= SET EXERCISE =
Copy every one of the rows below word for word, keeping each line as it appears.

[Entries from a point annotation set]

------------

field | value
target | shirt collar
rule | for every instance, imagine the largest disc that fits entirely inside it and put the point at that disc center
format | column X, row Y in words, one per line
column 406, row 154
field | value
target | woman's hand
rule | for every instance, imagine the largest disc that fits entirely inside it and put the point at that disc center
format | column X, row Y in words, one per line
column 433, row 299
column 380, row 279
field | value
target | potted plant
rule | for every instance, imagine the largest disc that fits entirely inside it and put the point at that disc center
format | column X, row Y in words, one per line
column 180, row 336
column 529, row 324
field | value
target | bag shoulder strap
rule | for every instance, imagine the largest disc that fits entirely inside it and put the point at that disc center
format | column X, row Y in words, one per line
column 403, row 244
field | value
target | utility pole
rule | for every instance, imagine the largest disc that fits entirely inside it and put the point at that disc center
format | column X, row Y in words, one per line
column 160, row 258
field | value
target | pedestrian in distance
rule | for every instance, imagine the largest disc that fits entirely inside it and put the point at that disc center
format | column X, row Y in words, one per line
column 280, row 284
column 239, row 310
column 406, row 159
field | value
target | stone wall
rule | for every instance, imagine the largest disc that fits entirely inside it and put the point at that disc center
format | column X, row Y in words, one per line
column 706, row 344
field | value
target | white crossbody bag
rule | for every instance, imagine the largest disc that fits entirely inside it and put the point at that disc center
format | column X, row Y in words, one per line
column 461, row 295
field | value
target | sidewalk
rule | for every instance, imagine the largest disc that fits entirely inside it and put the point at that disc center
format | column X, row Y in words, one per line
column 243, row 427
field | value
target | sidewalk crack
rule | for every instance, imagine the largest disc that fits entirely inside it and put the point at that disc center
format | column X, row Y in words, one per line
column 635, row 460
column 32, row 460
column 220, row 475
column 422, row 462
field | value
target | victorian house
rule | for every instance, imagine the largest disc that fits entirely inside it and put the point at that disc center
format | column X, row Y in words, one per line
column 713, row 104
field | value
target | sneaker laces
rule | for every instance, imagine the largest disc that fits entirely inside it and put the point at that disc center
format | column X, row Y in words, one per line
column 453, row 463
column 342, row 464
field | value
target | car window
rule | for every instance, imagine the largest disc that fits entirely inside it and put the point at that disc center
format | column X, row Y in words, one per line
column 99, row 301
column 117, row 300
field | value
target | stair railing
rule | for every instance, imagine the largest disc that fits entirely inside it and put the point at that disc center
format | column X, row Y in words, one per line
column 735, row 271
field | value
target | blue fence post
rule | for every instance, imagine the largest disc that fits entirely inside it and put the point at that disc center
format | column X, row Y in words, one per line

------------

= TASK ANSWER =
field | value
target | shirt collar
rule | for every instance, imagine the largest disc that fits entirely inside it and put the point at that disc center
format | column X, row Y in words, one per line
column 406, row 154
field | value
target | woman's hand
rule | for every instance, imagine the largest disc that fits entirely inside it and put the point at that disc center
format | column X, row Y in words, one per line
column 433, row 299
column 380, row 279
field | value
target | potted plant
rule | for every instance, imagine the largest disc that fits entirely inside it and put the point at that disc center
format | column X, row Y in words, one per line
column 180, row 336
column 529, row 324
field | value
target | bag shoulder strap
rule | for every instance, imagine the largest disc that fits entirely inside it and put the point at that disc center
format | column X, row Y in words, one per line
column 403, row 244
field | value
target | utility pole
rule | for every instance, imagine the largest disc that fits entirely inside it and put the point at that disc center
format | column X, row Y in words, one per line
column 160, row 258
field | value
target | pedestrian in distance
rule | for every instance, imagine the largest disc that fits entirely inside it and put the point at that disc center
format | column X, row Y in words, one per line
column 280, row 284
column 239, row 310
column 406, row 159
field | value
target | stone wall
rule | for every instance, imagine the largest disc that fits entirely inside it and put the point at that disc center
format | column X, row Y in words, one per line
column 706, row 344
field | value
target | white crossbody bag
rule | for every instance, imagine the largest disc that fits entirely inside it and put the point at that disc center
format | column X, row Y in words, one per line
column 461, row 295
field | value
target | sidewalk
rule | for every instance, imagine the largest disc that fits entirely inside it and put the point at that disc center
format | column X, row Y in words, one per line
column 243, row 427
field | value
target | sidewalk crack
rule | for every instance, imagine the largest disc that fits entirely inside it and put the point at that disc center
format | column X, row Y in words, one per line
column 635, row 460
column 32, row 460
column 220, row 475
column 422, row 462
field | value
target | victorian house
rule | for every instance, imagine the largest disc that fits entirely inside it and put the point at that disc center
format | column X, row Y in words, one per line
column 713, row 104
field | value
target | sneaker laces
rule | for every instance, imagine the largest disc that fits entirely inside it and put the point at that disc center
format | column X, row Y in words, one per line
column 453, row 463
column 342, row 464
field | value
target | car window
rule | for every instance, imagine the largest disc that fits entirely inside it and put the point at that disc center
format | column X, row Y in words, one per line
column 99, row 301
column 117, row 300
field | value
target | stair railing
rule | for every instance, imagine the largest disc that fits entirely inside it and put the point at that disc center
format | column X, row Y in words, one per line
column 735, row 271
field | value
target | blue fence post
rule | for every instance, imagine the largest disc that fits entirely inside it and put the point at that disc center
format | column X, row Y in words, one per line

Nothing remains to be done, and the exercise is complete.